Cannabis

Studies Show Cannabis Can Induce Psychedelic Effects Similar To Psilocybin

Studies Show Cannabis Can Induce Psychedelic Effects Similar To Psilocybin

Recent studies have shown that similar to psychedelic drugs like psilocybin and LSD, high doses of cannabis can induce what scientists are calling an oceanic boundless experience. That means if you’ve ever smoked a rolling cone to the point of hallucination, you’ve hit one of the greatest peaks of a THC high.

Study author, Mitch Earleywine, a professor of psychology at the University of Albany stated that “Once the psilocybin labs started emphasizing that oceanic boundlessness seemed to be the mechanism underlying the molecule’s antidepressant effects, nearly every cannabis fan couldn’t help but ask, ‘Hey! Doesn’t marijuana have comparable effects?'” He continued, “My students had already shown that ‘challenging experiences’ were common when folks ate more edibles than they intended to. Asking folks if they thought cannabis also produced these oceanic boundlessness effects seemed an obvious next step.”

For their study, they used Facebook and Amazon Mechanical Turk to recruit a sample size of 852 cannabis users, who completed an anonymous survey regarding the most dramatic THC experience of their lives. The survey included items from the oceanic boundlessness subscale of the Altered States of Consciousness Scale, a scientific questionnaire that is frequently used in psychedelic research. In the abstract of the research, it states, “Despite tetrahydrocannabinol (THC)’s reputation for creating dramatic effects at high doses, empirical work rarely addresses cannabis’s impact on subjective responses common to the tryptamine psychedelics. We focused on these effects because they have preceded and covaried with the therapeutic impact of psilocybin in previous work.” Previous research shows that psilocybin-induced experiences of oceanic boundlessness are associated with decreases in depression.

**Tasks to carry out:**
a) Translate this sentence from the article on cannabis and psilocybin into Spanish: "For their study, they used Facebook and Amazon Mechanical Turk to recruit a sample size of 852 cannabis users, who completed an anonymous survey regarding the most dramatic THC experience of their lives."
b) Extend the article on cannabis and psilocybin with one more paragraph that picks up after its final sentence.

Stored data
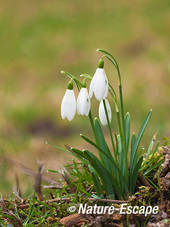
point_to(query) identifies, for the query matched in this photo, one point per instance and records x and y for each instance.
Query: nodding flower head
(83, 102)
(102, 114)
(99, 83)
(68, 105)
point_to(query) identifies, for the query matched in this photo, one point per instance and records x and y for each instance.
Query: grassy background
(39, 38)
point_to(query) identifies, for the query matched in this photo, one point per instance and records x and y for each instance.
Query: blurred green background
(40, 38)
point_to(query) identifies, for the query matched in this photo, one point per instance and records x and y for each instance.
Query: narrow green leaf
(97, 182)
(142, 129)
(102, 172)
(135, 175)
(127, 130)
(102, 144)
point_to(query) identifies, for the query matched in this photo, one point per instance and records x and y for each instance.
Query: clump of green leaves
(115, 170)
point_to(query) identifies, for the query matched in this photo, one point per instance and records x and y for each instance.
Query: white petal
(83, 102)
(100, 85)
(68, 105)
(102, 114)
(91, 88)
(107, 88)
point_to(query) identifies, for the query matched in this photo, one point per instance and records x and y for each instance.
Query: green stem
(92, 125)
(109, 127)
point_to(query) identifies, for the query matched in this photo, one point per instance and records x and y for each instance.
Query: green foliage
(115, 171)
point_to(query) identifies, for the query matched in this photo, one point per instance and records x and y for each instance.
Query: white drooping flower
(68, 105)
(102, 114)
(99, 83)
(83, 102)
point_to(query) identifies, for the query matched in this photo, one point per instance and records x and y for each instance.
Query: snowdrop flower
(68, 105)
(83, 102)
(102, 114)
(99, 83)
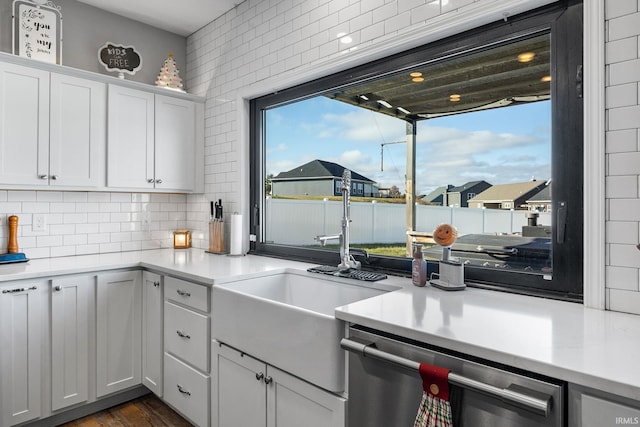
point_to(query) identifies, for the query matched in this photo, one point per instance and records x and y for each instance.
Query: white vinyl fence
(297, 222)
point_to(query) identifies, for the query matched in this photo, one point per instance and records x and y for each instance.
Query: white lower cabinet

**Results for the exercise:**
a) Para su estudio, utilizaron Facebook y Amazon Mechanical Turk para reclutar una muestra de 852 consumidores de cannabis, quienes completaron una encuesta anónima sobre la experiencia con THC más dramática de sus vidas.

b)
Although, “complete” oceanic boundlessness experiences were more strongly linked to decreases in depression than “non-complete” experiences. New findings show that cannabis “could create some of the subjective effects that seem to underlie psilocybin’s antidepressant effects,” Earleywide stated. However, researchers noted that the rate of “complete” oceanic boundlessness experiences observed in their study was “significantly smaller than estimates from formal psilocybin trials.” Overall, cannabis does not seem to induce oceanic boundlessness experiences as reliable or strongly as classic psychedelic drugs.

This study is the first step towards a more advanced understanding of THC-induced profound experiences. Future research is imperative to determine whether cannabis-induced oceanic boundlessness has any positive therapeutic effects. Earleywine said, “We need to bring folks into the lab to see if these effects are real, then get approval for a clinical trial.” To find out the full potential of marijuana, there needs to be more room for extensive research.